TO DO |
a) Answer these questions about the Amgen and AI text:
(i) What is David Reese's title at Amgen?
(ii) Which OpenAI product was Amgen an early adopter of?
(iii) Which model did Amgen scientists and technologists have the opportunity to assess?
b) Resume the Amgen and AI text after its last sentence.

━━━ DOCUMENT TEXT ━━━

Recent advancements in emerging technologies, including Generative Artificial Intelligence, have the potential to fundamentally reshape the biotechnology industry.
“We're living through a ‘hinge moment,’ merging tech and biotech to revolutionize drug discovery and development, manufacturing and commercialization,” says David Reese, Amgen’s chief technology officer. “Amgen is focused on accelerating the delivery of new therapies, while simultaneously equipping our employees with access to industry-leading tools to deliver on our mission to serve patients."
Sean Bruich, Amgen’s SVP, Artificial Intelligence and Data, discusses potential impact of OpenAI’s GPT-5.
Amgen was an early adopter of OpenAI’s ChatGPT Enterprise and as capabilities improved, access was scaled across the company. This phased rollout enabled measured testing, supported by security enabling the integration of the technology into meaningful workflows across the enterprise.
As part of Amgen’s strong collaboration with OpenAI and continued commitment to leadership in advancing artificial intelligence applications in the field of biotechnology, Amgen scientists and technologists had the opportunity to assess OpenAI’s latest frontier model, GPT-5.

━━━ MATERIAL SHOWN ━━━

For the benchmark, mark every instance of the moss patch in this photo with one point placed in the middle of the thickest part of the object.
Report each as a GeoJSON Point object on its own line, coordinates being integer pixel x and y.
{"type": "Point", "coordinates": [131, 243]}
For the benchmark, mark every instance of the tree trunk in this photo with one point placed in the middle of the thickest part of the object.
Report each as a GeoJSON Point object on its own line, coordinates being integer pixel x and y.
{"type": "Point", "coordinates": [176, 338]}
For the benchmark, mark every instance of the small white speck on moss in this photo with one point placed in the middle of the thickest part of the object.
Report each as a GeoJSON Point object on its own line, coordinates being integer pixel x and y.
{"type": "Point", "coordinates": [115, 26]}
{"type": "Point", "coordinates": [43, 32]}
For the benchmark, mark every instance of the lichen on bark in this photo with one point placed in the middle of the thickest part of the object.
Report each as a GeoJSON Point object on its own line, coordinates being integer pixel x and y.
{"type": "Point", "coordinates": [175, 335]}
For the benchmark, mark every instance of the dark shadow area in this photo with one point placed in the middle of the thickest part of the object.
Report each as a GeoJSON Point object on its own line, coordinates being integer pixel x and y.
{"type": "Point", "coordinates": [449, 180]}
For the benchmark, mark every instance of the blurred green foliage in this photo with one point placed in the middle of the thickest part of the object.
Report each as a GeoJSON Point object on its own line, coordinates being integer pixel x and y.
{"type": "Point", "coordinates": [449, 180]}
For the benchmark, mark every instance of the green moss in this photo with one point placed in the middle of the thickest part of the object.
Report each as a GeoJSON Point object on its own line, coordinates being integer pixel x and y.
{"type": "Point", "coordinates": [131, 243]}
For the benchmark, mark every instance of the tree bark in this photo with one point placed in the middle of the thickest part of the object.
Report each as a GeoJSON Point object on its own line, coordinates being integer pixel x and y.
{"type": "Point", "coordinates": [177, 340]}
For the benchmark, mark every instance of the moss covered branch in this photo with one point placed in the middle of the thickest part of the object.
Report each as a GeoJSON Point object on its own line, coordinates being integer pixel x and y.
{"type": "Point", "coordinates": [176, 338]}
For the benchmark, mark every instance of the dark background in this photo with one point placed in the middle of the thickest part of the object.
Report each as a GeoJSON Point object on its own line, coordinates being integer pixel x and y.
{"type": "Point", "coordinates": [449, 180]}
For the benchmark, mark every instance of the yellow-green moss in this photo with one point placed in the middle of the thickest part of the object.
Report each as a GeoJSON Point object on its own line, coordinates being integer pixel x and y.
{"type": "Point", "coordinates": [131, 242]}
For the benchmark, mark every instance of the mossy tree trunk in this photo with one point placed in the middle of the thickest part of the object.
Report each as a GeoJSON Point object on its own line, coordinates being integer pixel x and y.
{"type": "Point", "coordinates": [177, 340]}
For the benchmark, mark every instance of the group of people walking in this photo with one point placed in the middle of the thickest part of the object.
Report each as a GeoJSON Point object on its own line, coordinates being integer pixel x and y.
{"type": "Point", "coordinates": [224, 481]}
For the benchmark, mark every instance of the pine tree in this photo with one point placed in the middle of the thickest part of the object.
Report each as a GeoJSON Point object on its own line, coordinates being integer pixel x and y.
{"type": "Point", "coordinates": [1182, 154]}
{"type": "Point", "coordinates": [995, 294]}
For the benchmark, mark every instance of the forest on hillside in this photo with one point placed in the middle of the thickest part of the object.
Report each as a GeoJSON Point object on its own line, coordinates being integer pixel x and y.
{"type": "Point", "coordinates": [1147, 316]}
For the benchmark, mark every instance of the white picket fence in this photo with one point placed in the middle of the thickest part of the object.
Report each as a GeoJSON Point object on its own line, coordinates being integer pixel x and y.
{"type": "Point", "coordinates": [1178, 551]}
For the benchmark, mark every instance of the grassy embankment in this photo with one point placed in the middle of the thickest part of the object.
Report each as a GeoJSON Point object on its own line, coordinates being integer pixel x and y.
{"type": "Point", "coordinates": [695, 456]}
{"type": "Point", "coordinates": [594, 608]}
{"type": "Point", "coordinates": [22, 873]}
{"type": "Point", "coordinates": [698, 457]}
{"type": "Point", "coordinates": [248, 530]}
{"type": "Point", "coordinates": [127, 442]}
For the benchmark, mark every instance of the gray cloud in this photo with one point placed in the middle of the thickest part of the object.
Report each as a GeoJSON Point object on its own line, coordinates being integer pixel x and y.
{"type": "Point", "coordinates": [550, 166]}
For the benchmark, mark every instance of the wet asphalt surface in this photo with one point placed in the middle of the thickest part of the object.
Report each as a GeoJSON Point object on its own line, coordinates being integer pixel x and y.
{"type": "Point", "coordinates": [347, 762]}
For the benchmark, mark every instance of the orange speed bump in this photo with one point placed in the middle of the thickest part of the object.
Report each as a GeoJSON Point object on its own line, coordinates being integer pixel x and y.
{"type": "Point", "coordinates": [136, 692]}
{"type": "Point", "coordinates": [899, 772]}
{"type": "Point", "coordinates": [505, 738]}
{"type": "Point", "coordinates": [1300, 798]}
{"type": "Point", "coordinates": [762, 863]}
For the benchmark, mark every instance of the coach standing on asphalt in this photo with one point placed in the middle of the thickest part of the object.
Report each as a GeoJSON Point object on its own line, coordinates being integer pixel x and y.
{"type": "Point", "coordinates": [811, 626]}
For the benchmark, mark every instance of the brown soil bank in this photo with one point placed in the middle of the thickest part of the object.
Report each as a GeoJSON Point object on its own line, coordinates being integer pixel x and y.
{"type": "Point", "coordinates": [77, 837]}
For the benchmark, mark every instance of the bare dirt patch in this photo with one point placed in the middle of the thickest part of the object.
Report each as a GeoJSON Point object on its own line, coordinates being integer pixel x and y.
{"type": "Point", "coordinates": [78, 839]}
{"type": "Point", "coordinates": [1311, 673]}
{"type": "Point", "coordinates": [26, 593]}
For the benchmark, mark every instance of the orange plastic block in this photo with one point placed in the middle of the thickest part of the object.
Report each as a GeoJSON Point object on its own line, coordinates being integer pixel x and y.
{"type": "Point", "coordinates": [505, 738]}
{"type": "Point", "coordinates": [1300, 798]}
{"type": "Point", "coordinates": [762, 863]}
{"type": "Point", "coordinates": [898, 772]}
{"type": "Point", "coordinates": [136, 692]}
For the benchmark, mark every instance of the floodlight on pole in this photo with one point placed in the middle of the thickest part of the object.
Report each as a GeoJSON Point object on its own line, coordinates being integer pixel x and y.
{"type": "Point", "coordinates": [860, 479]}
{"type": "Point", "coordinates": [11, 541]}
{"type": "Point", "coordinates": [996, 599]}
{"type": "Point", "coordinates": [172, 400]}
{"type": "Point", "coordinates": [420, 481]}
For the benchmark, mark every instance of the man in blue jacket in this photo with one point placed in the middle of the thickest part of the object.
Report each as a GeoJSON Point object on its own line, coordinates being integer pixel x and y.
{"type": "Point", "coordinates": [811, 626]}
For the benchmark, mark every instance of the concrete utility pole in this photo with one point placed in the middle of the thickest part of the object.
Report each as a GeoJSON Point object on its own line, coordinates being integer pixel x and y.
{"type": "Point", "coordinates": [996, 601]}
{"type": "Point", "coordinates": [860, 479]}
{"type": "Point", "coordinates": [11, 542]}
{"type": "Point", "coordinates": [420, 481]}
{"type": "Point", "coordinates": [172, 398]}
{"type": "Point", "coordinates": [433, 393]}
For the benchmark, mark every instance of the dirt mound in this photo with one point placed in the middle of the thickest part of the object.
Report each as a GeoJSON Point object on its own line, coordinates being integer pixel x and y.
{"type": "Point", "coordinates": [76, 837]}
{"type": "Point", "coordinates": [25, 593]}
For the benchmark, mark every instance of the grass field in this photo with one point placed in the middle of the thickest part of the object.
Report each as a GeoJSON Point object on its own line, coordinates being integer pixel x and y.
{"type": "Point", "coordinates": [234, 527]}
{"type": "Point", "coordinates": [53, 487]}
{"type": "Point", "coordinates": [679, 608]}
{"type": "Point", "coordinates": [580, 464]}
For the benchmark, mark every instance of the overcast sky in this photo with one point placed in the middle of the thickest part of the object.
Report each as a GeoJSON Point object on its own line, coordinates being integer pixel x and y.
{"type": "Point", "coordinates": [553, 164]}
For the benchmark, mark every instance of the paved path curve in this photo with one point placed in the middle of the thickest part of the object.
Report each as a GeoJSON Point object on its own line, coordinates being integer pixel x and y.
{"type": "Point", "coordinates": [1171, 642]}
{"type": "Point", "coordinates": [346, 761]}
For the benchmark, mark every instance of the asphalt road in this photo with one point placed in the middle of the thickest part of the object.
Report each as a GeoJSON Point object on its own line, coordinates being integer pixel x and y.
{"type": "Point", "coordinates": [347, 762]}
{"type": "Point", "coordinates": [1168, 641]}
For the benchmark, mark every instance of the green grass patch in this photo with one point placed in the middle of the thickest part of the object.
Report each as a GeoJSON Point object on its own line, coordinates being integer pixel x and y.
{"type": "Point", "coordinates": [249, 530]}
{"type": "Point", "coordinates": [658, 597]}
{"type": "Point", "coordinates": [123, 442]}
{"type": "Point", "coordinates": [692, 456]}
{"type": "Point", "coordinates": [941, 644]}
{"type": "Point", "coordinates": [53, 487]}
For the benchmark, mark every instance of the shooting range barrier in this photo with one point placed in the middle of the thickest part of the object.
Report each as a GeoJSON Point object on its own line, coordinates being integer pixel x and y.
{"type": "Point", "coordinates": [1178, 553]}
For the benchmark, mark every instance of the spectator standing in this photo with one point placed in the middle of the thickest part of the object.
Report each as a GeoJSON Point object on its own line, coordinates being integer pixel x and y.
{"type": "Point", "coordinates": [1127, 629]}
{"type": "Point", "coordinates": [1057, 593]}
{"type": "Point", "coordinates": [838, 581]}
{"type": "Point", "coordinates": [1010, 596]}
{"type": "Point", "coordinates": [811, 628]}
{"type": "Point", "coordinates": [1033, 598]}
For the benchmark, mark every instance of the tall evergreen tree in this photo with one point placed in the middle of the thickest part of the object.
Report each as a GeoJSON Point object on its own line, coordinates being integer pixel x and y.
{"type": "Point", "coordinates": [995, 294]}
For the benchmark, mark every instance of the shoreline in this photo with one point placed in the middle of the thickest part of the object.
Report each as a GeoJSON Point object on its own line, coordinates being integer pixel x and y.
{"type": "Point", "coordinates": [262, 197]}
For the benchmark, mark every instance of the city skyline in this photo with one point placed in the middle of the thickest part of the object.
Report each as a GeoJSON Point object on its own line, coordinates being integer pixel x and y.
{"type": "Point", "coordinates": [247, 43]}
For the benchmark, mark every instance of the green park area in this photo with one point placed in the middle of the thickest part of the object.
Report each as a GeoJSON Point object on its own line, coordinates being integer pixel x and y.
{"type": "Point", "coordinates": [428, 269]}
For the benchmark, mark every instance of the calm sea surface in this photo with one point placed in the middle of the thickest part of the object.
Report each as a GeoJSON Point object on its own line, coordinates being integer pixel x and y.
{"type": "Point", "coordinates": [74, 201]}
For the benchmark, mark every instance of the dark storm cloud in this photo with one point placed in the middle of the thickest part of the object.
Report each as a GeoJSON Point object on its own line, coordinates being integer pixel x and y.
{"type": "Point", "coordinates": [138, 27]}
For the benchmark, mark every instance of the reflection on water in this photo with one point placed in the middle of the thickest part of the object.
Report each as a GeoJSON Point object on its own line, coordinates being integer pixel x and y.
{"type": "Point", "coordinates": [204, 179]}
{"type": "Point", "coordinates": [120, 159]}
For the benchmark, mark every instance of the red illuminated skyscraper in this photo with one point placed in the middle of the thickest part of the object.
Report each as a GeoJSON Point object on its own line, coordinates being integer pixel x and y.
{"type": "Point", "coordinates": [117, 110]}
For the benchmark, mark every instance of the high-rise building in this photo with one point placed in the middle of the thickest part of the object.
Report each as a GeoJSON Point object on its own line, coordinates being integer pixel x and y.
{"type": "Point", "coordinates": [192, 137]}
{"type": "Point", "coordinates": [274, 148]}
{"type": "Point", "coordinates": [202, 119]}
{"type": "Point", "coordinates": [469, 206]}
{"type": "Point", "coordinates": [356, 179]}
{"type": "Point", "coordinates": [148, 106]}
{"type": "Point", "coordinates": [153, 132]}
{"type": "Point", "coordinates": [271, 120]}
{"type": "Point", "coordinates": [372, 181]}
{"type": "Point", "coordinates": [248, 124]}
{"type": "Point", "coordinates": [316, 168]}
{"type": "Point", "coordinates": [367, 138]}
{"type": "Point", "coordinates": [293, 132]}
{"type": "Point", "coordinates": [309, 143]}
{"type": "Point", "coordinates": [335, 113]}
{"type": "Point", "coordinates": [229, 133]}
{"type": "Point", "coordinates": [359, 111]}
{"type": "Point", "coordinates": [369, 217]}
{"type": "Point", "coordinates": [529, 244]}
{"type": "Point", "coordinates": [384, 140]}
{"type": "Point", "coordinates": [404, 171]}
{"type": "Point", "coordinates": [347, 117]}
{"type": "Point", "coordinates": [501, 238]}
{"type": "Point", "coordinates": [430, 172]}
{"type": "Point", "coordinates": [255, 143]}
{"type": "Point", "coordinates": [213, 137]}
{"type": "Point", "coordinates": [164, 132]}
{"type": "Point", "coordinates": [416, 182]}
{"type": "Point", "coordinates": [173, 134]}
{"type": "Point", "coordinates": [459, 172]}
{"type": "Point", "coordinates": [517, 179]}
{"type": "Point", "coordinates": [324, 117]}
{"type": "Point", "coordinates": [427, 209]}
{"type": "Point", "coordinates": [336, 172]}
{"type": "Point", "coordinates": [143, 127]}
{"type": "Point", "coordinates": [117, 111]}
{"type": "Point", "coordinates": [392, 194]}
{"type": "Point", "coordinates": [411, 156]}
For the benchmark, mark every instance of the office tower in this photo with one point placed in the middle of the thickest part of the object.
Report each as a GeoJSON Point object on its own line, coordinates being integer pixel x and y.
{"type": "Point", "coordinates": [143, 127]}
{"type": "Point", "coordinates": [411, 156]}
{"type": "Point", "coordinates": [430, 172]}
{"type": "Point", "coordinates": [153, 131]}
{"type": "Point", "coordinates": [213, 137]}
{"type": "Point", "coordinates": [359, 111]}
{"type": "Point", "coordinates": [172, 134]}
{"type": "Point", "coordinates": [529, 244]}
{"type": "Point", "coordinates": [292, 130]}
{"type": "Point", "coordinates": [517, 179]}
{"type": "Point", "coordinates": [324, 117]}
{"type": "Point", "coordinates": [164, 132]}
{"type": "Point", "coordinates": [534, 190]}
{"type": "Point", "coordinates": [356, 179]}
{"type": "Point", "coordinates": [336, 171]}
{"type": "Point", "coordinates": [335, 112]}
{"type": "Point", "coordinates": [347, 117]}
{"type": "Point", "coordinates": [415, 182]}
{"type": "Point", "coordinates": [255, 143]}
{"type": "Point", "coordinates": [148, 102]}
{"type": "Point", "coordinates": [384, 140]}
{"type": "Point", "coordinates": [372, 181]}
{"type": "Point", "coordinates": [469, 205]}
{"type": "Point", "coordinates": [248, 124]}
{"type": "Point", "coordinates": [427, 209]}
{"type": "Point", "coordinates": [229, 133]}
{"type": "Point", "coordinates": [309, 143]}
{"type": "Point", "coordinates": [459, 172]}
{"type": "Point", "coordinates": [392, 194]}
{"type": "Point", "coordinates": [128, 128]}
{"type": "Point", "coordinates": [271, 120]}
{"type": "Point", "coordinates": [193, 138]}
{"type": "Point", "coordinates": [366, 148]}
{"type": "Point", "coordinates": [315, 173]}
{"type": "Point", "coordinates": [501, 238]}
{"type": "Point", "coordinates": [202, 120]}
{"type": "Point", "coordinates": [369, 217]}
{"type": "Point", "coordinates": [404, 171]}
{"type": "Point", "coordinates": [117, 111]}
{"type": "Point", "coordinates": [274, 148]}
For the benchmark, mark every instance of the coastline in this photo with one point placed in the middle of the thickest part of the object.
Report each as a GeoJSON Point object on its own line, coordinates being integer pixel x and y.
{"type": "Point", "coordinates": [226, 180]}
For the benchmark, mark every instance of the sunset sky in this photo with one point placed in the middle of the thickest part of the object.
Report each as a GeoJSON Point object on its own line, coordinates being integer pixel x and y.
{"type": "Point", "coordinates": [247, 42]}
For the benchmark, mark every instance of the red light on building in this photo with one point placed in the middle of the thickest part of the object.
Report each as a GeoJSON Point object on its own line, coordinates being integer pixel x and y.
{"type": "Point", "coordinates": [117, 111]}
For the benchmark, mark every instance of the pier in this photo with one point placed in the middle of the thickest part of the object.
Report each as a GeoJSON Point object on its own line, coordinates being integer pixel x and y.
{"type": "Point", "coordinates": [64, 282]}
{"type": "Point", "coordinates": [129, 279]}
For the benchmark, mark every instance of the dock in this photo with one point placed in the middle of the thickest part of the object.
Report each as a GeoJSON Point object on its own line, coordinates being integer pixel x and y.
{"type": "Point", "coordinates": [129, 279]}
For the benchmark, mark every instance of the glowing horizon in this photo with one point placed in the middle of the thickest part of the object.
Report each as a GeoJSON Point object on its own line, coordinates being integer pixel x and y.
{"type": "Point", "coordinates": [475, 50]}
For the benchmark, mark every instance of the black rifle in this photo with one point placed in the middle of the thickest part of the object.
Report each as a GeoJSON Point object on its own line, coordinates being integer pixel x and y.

━━━

ANSWERS GIVEN |
a)
(i) Chief technology officer
(ii) ChatGPT Enterprise
(iii) GPT-5, OpenAI's latest frontier model

b)
“Based on our internal evaluation, GPT-5 has shown notable improvements in objective measures like accuracy and reliability, but equally important has been the qualitative feedback from our teams, reporting improvements in output quality,” says Sean Bruich, Amgen’s senior vice president of Artificial Intelligence and Data. “These are critical indicators for a company like Amgen, where maintaining high standards for scientific accuracy and decision quality is essential.”
Each time there is a breakthrough in new capabilities related to OpenAI’s models, it not only has the potential to improve performance in existing workflows but also opens the door to new use cases to explore and test in support of Amgen’s mission to serve patients.